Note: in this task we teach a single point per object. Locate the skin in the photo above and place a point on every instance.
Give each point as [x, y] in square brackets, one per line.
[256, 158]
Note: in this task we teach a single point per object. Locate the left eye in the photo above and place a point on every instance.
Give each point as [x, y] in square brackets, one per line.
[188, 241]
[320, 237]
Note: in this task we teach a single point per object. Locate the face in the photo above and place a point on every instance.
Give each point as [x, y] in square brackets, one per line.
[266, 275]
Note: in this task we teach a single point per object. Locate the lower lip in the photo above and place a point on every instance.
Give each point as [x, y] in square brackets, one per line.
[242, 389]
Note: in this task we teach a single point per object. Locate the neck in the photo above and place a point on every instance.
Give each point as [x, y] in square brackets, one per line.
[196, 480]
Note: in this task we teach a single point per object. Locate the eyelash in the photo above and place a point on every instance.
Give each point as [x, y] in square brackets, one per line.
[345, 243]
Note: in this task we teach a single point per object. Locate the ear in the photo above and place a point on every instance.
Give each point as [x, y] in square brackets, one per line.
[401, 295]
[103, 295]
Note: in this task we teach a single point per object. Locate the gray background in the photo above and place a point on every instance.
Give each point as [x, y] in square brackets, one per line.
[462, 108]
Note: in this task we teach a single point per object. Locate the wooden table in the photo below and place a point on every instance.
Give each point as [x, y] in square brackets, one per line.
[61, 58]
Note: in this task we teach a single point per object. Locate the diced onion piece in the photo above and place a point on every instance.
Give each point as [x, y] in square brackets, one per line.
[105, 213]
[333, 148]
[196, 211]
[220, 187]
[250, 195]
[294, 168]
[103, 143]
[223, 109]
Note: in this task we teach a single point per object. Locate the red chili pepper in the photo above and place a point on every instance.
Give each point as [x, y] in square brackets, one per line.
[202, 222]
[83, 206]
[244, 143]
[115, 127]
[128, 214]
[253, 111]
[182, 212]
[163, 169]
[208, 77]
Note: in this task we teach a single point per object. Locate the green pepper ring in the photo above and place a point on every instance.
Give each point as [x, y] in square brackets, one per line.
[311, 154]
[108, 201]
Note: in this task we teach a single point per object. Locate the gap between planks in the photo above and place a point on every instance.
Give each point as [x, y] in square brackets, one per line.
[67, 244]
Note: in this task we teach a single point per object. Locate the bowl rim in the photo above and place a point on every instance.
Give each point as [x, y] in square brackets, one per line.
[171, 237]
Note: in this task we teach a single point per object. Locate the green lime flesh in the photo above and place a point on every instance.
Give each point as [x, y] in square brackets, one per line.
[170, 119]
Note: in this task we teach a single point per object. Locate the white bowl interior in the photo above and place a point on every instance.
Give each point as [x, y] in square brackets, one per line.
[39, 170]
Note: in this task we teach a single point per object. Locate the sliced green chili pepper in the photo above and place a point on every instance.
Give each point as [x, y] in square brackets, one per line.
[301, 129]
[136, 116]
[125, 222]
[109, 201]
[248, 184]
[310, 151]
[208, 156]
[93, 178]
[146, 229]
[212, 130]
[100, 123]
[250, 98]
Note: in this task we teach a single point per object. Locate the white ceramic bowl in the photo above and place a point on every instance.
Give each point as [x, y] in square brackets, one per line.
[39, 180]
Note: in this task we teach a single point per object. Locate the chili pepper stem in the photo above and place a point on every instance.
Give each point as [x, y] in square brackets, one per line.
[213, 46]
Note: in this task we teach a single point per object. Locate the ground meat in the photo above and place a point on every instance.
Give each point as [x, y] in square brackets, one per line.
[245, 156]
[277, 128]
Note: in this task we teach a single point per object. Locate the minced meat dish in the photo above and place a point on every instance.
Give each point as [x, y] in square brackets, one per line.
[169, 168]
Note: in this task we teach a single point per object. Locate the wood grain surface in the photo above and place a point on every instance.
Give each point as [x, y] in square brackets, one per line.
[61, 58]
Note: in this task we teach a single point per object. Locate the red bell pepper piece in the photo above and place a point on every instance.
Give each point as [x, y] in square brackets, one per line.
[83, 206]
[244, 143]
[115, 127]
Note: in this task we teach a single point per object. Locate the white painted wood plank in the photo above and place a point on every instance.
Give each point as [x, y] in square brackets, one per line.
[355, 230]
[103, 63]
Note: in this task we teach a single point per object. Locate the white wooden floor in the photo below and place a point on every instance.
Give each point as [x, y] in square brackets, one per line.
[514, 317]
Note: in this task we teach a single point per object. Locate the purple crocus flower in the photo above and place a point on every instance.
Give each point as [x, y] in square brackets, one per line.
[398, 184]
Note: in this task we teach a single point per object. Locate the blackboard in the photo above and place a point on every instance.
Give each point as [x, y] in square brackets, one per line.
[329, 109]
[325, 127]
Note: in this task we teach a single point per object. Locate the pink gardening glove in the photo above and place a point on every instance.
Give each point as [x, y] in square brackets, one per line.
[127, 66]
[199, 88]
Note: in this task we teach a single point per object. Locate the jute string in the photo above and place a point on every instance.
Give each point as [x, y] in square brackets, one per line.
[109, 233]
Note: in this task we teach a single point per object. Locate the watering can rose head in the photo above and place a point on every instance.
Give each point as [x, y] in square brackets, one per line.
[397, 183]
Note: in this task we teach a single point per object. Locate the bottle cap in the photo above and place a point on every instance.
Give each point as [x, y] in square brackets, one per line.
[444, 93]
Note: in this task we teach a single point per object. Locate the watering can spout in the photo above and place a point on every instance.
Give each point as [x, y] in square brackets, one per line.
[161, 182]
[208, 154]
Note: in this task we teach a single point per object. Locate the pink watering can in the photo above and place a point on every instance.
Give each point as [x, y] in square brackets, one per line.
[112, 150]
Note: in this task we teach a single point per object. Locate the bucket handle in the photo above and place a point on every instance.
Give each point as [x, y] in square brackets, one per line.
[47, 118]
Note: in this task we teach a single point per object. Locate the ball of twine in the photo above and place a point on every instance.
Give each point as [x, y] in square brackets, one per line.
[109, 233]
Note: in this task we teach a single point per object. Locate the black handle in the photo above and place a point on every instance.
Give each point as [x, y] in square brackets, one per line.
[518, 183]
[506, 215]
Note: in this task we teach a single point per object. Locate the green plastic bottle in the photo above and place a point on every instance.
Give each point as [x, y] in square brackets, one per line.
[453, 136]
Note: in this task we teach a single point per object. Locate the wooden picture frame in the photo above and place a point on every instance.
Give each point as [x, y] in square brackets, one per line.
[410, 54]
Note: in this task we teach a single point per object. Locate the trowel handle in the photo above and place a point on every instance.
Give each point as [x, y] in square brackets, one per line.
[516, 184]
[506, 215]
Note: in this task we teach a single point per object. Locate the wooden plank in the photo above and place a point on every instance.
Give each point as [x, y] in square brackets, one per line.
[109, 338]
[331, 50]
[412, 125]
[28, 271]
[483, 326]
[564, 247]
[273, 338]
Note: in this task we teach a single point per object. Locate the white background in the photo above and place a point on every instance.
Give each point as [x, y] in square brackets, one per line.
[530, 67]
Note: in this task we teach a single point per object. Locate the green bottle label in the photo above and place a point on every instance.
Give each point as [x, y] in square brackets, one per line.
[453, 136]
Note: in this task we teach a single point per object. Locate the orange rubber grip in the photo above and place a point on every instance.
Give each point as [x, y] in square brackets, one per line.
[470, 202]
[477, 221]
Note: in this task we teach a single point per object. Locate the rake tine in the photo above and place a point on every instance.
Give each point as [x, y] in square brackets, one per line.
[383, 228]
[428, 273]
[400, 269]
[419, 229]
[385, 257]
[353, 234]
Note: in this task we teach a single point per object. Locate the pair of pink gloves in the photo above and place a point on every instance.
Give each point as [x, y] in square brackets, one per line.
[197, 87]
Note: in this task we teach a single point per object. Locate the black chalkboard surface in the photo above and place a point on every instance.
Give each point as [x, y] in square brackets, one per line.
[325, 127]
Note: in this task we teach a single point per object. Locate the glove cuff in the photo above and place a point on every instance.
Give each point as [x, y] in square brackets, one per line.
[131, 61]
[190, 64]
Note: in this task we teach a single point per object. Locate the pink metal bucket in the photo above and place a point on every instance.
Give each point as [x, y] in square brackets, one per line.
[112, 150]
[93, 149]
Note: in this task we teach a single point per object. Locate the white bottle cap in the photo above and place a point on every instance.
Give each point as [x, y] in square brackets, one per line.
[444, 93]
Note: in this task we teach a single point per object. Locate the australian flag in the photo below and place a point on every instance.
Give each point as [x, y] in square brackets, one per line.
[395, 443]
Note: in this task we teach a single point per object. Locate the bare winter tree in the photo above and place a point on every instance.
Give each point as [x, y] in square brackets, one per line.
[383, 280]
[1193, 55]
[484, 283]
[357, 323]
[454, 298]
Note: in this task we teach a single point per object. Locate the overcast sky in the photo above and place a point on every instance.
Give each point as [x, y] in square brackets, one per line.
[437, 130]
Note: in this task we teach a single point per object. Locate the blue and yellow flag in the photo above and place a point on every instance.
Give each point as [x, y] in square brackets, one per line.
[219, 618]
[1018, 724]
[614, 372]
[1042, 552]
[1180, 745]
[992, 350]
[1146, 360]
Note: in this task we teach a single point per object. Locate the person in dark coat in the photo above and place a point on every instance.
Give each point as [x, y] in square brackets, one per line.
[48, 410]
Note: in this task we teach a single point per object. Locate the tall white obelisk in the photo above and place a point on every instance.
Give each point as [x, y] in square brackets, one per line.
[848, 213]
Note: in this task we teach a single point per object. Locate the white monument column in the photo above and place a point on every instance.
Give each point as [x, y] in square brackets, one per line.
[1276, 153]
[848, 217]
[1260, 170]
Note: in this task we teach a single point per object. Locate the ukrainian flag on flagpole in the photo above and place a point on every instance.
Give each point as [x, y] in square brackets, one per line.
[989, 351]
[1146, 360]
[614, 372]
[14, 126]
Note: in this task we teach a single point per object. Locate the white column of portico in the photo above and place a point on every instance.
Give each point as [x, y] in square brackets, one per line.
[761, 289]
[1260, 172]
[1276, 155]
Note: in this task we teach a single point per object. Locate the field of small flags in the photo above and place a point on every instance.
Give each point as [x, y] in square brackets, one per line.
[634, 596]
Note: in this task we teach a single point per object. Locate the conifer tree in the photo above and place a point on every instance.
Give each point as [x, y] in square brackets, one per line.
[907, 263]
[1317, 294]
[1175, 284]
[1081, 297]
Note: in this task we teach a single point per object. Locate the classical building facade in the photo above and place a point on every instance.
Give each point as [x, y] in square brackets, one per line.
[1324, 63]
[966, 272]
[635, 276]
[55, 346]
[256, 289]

◇ ◇ ◇ ◇ ◇

*TASK DESCRIPTION*. The word "surface" appears in some lines of the data. Copy every one of those lines.

*EXPECTED OUTPUT*.
Note: in this task we teach a single point per object. Locate the wood grain surface in the photo above and place a point on every instance.
Note: in this task we teach a single point per object. Locate the black chalkboard surface in the photo above and place a point on every instance.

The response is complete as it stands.